→ Tasks:
1: Summarize the award announcement in two sentences.
2: Reproduce word for word the part of the award announcement running from "This project provides" down to "open source licenses.".

→ Passage to read:

——————————

Tim Finin and Anupam Joshi have received a $400,000 research award from the NSF Secure and Trustworthy Cyberspace (SaTC) program for a three year project to investigate how to better manage security and privacy constraints while querying semantically annotated linked data sources. The project, Policy Compliant Integration of Linked Data, is a collaboration with researchers at M.I.T. and the University of Texas at Dallas.
The ubiquity of computing technology and the Internet have created an age of big data that has the potential to greatly enhance the efficiency of our societies and the well-being of all people. The trend comes with problems that threaten to prevent or undermine the benefits. An immediate concern is how to fuse, integrate and analyze data while respecting privacy, security and usage concerns. A second issue is allowing data to remain distributed, enabling its owners to maintain and control quality as well as to enforce security and privacy policies. A final underlying challenge is helping to produce sound and useful results by assuring that systems understand the meaning of the data being integrated and analyzing access and usage policies. For some domains, like health informatics and clinical research, solving these problems will have a significant impact on society.
This project explores an approach to solving these problems by developing a policy-compliant integration system for linked healthcare data. The system models data, schemas and policies using open Web standards such as Semantic Web languages, federates queries to independent Linked Data stores based on content, provides policy enforcement by modifying incompliant queries, and uses formal methods to guarantee correctness of key components.
This project provides new approaches to solving one of the most significant problems our society faces in the 21st century: benefiting from the integration of distributed linked data while respecting security, privacy, and usage requirements. The prototype tools and systems are incorporated into our educational activities and made available to others via appropriate open source licenses.

——————————

Entries drawn from a collection:
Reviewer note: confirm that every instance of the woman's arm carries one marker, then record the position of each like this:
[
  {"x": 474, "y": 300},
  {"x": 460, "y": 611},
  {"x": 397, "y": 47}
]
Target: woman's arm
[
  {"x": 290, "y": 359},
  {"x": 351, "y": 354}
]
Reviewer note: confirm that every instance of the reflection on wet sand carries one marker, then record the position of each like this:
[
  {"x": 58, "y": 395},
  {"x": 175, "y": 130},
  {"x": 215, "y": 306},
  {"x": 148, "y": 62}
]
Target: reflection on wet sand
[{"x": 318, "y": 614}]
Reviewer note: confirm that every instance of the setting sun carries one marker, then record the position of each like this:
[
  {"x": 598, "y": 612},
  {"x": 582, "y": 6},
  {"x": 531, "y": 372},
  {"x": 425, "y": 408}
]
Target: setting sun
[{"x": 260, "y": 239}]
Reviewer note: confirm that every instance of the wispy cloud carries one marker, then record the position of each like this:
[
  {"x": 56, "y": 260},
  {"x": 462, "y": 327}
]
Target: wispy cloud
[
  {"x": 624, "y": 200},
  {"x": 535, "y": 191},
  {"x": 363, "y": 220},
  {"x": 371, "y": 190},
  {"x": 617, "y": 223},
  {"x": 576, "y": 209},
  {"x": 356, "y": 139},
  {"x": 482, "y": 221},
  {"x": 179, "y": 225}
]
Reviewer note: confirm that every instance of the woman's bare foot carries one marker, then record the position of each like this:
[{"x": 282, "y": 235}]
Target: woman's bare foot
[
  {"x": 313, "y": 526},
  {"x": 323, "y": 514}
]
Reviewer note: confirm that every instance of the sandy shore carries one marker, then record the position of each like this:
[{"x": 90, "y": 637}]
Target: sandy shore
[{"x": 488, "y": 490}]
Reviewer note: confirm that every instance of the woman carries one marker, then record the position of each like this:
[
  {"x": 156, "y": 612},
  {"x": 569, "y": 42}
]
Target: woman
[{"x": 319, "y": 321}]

——————————

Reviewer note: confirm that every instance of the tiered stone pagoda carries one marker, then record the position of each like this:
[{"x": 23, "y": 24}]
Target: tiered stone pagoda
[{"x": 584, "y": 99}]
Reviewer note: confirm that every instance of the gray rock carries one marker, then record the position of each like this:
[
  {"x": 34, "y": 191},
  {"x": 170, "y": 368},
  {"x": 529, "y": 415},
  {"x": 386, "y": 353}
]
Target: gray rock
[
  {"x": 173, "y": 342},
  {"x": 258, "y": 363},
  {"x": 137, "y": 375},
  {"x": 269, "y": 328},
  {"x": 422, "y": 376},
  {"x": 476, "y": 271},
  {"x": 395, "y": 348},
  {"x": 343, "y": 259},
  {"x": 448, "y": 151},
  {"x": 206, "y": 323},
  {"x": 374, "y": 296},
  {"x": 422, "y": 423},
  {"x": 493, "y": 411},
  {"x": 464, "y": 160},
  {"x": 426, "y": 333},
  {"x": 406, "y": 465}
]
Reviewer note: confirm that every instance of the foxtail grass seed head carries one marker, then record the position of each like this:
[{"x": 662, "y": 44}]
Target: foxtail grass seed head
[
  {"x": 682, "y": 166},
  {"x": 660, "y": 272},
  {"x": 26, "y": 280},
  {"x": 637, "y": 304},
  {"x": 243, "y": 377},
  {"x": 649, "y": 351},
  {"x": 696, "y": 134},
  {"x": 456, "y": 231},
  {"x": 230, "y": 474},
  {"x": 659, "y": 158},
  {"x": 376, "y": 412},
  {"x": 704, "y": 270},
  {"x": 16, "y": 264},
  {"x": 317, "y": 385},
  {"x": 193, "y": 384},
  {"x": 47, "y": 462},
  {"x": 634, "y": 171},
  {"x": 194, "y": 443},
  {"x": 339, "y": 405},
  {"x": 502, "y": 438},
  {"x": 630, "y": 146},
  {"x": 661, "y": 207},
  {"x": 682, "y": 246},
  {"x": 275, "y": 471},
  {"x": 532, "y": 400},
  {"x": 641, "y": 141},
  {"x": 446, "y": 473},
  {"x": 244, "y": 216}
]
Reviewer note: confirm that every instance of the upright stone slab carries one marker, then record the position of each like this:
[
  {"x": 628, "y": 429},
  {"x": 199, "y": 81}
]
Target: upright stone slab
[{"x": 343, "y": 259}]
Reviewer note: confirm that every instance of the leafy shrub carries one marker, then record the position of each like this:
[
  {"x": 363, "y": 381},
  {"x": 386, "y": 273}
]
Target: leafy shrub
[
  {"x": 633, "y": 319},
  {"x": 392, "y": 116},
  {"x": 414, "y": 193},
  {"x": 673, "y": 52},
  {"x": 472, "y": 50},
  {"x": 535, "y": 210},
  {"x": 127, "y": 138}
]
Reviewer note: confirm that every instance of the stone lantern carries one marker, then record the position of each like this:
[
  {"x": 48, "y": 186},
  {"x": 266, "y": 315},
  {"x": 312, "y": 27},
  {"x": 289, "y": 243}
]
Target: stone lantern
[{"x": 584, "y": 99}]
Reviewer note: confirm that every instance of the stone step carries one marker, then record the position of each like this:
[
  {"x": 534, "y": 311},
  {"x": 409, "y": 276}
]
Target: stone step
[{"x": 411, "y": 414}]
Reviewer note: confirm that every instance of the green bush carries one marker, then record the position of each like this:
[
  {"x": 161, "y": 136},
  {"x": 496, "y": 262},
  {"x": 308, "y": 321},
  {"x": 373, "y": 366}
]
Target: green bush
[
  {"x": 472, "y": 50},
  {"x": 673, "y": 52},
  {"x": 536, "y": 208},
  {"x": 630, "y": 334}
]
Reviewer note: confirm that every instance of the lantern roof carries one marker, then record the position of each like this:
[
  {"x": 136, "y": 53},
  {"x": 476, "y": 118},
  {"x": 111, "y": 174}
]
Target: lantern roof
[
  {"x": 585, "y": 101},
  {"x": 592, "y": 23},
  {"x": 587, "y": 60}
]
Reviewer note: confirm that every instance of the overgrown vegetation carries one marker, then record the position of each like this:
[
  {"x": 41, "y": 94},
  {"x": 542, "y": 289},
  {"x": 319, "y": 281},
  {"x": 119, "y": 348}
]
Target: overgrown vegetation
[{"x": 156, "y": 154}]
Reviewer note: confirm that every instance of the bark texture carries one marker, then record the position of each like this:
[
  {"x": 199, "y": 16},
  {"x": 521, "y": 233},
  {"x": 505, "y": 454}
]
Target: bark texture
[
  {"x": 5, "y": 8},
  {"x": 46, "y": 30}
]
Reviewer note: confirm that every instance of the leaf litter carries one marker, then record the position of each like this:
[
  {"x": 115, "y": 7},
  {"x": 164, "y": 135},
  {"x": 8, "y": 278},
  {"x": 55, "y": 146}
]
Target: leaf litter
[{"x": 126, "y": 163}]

——————————

→ Solutions for each task:
1: Tim Finin and Anupam Joshi received a $400,000 award from the NSF Secure and Trustworthy Cyberspace program for a three-year project, Policy Compliant Integration of Linked Data, carried out with researchers at M.I.T. and the University of Texas at Dallas. The project is developing a policy-compliant integration system for linked healthcare data that models data, schemas and policies with open Web standards, federates queries to independent Linked Data stores, and enforces policies by modifying incompliant queries.

2:
This project provides new approaches to solving one of the most significant problems our society faces in the 21st century: benefiting from the integration of distributed linked data while respecting security, privacy, and usage requirements. The prototype tools and systems are incorporated into our educational activities and made available to others via appropriate open source licenses.